EXERCISE SET -
1) According to the text on Mali i Shejtit, what elevation does its highest peak, Maja e Zezit, reach?
2) Extend the text on Mali i Shejtit with a further passage that follows on from its final sentence.

** Opening STUDY TEXT block **

Mali i Shejtit (lit. 'Holy Mountain') is a mountain situated along the administrative boundary between Mirditë and Mat municipalities, in east-central Albania. Its highest peak, Maja e Zezit, rises to an elevation of 1583 m above sea level.

==Geography==
Integrated within the alpine pastures of Orosh, the mountain occupies a prominent position between several important river basins. To the southeast lie the upper valleys of the Uraka River and Mollë e Lurës and to the northwest stretches the valley of Fan i Vogël.

From the northeast, beyond the pass of Shkalla e Fanit, the ridge continues toward Maja e Zezit. On the southwest, the relief drops abruptly in the direction of the mining village of Kurbnesh.

==Geology==
Mali i Shejtit is composed primarily of Cretaceous limestone, typical of the Albanian Alpine structural zone. In its northwestern side, effusive (volcanic) rocks locally emerge beneath the limestone cover.

** Closing STUDY TEXT block **
** Opening RAW DATA block **

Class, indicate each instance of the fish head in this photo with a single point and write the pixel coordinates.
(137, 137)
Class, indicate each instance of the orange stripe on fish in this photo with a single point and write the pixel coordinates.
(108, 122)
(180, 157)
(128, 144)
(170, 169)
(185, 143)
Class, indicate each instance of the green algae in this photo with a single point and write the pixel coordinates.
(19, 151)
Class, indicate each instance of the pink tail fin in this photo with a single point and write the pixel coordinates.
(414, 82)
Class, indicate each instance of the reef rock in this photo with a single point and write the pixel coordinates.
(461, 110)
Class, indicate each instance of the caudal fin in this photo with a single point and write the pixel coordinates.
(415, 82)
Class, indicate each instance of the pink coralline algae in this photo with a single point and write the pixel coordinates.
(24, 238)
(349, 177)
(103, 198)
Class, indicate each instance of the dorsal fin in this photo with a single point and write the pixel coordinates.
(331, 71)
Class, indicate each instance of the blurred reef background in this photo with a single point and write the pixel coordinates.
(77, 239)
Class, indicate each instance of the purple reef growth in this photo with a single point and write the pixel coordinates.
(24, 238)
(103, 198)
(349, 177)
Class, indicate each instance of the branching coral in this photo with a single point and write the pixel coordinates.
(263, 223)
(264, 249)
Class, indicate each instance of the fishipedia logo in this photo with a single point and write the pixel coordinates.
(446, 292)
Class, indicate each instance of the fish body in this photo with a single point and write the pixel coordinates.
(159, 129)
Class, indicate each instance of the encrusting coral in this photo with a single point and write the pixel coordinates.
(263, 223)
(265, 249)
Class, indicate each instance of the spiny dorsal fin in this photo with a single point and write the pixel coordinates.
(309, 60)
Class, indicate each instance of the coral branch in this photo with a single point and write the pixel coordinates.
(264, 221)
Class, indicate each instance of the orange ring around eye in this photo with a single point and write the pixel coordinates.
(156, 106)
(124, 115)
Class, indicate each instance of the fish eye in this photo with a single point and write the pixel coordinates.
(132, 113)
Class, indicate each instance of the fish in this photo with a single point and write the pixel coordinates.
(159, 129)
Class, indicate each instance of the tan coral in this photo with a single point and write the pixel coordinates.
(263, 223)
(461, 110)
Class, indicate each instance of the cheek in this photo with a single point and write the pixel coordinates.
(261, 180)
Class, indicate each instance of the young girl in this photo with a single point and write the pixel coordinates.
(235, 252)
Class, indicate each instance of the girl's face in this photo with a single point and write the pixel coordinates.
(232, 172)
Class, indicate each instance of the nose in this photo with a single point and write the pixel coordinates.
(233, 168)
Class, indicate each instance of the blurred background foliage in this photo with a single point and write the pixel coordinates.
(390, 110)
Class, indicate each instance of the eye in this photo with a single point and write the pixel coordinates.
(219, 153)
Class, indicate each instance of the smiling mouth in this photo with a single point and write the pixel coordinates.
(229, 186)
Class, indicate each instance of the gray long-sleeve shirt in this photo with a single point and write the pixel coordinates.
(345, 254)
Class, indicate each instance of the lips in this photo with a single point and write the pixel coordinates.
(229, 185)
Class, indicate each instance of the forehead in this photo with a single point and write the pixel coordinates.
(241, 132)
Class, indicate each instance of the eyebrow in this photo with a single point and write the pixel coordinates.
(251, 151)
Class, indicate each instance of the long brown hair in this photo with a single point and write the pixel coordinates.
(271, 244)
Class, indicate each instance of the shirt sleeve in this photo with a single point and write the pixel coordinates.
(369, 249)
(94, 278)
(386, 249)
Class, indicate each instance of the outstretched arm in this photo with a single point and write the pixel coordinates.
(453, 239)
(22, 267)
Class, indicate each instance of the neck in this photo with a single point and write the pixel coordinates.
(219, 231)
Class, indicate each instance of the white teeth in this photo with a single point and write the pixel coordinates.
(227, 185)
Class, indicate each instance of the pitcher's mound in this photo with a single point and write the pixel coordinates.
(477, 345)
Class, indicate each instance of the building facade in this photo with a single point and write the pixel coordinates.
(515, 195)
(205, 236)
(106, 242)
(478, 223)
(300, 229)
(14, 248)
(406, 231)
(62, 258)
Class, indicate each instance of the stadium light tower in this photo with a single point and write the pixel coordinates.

** Closing RAW DATA block **

ANSWERS BY TASK -
1) 1583 m above sea level.

2)
Geomorphologically, the mountain is characterized by a well-developed karst plateau situated at elevations between 1,300 and 1,400 meters. The plateau is intensely dissected by classic karst landforms, including sinkholes (dolines), closed depressions, funnel-shaped hollows and karst fields separated by rounded residual hills.

Much of the precipitation rapidly percolates through fissures and cavities in the limestone bedrock, limiting the development of permanent surface streams.

==Biodiversity==
Nearly the entire mountain is covered by dense forest, dominated mostly by European beech (Fagus sylvatica) and several pine species. These woodlands play a significant ecological role by stabilizing the karst terrain, regulating water infiltration and sustaining local biodiversity.